- [SET OF TASKS]:
- 1) In the text on µPAD nitrite and nitrate detection, which ions were tested for interference?
- 2) Copy word for word the part of the text on µPAD nitrite and nitrate detection between "Food samples of" and "and spectrophotometric methods.", inclusive.

[TEXT FOR ANALYSIS Boundary: Start]

Table 1. The performance of µPADs for simultaneous detection of nitrite and nitrate.

Parameter	Nitrite Detection	Nitrate Detection
Intra-day precision (% RSD)	0.3	0.6
Inter-day precision (% RSD)	0.7	0.9
Linear range	2–10 mg L−1	10–50 mg L−1
LOD	1.2 mg L−1	3.6 mg L−1
LOQ	4 mg L−1	12 mg L−1
Analysis time	12 min	12 min

.

3.7. Selectivity of the µPADs

In order to demonstrate the selectivity of the developed µPAD assay, we investigated the effects of the most common ions that may interfere with the nitrite and nitrate detection, including Na⁺, Ca²⁺, SO₄²⁻, and Fe²⁺, which were found in food samples investigated at a concentration of 10 mg L⁻¹. As shown in Figure 7, the results show that none of the ions had an interfering effect on nitrite or nitrate detection.

3.8. Analysis of Nitrite and Nitrate in Food Samples

Food samples of smoked sausage, chicken sausage, fish balls, meatballs, and sour pork were analyzed to validate the applicability of the µPADs for determining nitrite and nitrate in real samples, and the results were compared with those of a spectrophotometric method. The analysis results are shown in

Table 2. Detection results of nitrite and nitrate in food samples using the µPAD and spectrophotometric methods.

Food Samples	Nitrite Concentration (mg kg−1)		Nitrate Concentration (mg kg−1)

[TEXT FOR ANALYSIS Boundary: End]
[RECORDED DATA Boundary: Start]

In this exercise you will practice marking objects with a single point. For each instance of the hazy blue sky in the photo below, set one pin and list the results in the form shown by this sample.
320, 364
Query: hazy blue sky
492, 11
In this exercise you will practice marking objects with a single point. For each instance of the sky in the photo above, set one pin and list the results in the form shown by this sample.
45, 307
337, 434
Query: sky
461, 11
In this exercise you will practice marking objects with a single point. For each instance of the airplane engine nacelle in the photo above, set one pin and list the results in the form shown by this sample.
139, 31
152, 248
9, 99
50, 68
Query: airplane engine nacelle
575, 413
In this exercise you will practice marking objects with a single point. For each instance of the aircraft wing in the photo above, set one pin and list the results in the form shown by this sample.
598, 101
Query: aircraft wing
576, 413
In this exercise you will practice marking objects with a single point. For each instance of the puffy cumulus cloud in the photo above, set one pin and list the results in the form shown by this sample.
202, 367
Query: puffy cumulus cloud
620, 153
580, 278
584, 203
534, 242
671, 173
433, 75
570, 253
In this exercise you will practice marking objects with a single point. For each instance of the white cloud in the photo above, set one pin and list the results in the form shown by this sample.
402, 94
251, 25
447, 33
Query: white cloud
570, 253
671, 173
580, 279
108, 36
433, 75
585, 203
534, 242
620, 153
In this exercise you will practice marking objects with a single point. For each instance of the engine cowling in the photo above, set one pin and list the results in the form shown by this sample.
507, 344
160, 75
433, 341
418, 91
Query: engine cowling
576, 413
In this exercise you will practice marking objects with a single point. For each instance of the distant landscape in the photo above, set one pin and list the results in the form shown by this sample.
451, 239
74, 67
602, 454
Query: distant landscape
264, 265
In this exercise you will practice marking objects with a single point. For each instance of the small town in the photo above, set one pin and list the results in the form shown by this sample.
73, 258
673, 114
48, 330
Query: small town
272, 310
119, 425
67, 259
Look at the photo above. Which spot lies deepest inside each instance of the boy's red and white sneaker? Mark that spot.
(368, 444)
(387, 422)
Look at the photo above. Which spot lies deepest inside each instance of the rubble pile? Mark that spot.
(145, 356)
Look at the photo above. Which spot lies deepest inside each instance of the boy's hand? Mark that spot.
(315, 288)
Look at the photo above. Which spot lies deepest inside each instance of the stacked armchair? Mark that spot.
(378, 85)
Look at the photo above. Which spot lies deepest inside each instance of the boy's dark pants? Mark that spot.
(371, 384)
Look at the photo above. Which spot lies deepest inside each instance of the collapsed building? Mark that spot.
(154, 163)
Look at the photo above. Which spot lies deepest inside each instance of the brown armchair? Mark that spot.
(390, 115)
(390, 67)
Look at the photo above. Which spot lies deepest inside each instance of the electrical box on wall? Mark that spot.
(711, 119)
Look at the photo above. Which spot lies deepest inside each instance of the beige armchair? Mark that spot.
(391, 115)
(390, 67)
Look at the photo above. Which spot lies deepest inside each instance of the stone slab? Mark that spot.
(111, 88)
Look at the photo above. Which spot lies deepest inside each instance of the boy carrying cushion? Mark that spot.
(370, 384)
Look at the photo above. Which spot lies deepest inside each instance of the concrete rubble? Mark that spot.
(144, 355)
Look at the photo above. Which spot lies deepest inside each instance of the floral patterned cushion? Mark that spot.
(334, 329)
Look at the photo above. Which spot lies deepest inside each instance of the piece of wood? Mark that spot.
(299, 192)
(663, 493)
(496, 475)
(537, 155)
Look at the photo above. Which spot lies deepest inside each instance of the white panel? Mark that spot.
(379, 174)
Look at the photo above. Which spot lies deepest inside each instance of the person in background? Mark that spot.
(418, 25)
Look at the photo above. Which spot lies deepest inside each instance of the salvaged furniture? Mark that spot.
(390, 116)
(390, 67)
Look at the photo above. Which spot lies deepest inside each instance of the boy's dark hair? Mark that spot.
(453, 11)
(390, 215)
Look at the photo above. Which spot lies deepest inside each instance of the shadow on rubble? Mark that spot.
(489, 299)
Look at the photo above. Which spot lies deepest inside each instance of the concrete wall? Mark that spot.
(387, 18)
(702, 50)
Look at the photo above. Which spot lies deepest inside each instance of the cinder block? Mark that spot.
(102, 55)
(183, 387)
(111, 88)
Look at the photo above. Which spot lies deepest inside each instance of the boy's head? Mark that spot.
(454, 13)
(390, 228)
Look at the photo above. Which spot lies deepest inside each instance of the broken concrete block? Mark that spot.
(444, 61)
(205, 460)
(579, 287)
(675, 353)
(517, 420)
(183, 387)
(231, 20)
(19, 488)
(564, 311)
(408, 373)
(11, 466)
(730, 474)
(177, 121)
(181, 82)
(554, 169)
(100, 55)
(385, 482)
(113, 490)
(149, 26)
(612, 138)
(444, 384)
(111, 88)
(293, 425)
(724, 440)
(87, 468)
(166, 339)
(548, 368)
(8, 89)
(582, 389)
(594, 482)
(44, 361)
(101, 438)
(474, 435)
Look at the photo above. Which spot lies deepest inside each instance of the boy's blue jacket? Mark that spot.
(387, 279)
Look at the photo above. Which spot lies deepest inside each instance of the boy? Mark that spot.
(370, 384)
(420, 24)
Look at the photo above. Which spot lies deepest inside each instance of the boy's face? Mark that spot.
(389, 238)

[RECORDED DATA Boundary: End]

- [YOUR RESPONSES]:
- 1) Na⁺, Ca²⁺, SO₄²⁻, and Fe²⁺

- 2)
Food samples of smoked sausage, chicken sausage, fish balls, meatballs, and sour pork were analyzed to validate the applicability of the µPADs for determining nitrite and nitrate in real samples, and the results were compared with those of a spectrophotometric method. The analysis results are shown in

Table 2. Detection results of nitrite and nitrate in food samples using the µPAD and spectrophotometric methods.